What you need to do: Please recast the lines from the one holding "Every instance of the anal" through the one holding "pixel 227 73", inclusive, as a Markdown table with columns No. and Text. Give each line its number and its wording, skip blank lines, and include nothing outside that span.

Data in this exercise:
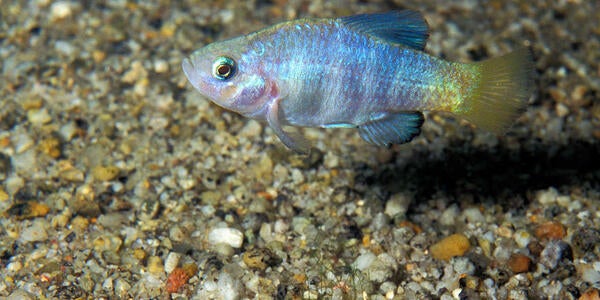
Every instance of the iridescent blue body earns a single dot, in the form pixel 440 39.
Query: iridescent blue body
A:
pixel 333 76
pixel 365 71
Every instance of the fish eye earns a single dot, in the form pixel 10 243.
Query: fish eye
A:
==
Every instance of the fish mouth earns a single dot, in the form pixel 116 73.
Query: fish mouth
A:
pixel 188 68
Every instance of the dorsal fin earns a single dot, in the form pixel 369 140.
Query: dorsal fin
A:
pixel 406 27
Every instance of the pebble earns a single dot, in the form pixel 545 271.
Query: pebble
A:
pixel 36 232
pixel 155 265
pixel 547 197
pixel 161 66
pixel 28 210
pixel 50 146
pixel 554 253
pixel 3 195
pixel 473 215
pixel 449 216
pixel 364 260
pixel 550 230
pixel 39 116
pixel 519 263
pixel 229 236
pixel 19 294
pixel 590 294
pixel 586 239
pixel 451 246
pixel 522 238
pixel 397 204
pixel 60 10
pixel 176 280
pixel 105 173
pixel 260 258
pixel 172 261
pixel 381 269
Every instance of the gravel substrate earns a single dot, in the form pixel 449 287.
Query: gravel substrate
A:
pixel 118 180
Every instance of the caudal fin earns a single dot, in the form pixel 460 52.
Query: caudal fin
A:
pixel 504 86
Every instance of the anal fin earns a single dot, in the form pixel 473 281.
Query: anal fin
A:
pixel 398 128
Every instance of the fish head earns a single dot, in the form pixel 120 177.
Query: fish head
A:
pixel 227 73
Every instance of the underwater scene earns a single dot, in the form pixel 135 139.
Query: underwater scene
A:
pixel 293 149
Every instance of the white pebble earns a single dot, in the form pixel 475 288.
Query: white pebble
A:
* * *
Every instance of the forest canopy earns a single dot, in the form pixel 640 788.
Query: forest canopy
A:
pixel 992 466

Response for this exercise:
| No. | Text |
|---|---|
| 1 | Every instance of the anal fin earns a single dot, in the form pixel 473 281. |
| 2 | Query: anal fin |
| 3 | A: |
| 4 | pixel 398 128 |
| 5 | Every instance of the fish head earns a single dot, in the form pixel 120 177. |
| 6 | Query: fish head |
| 7 | A: |
| 8 | pixel 227 73 |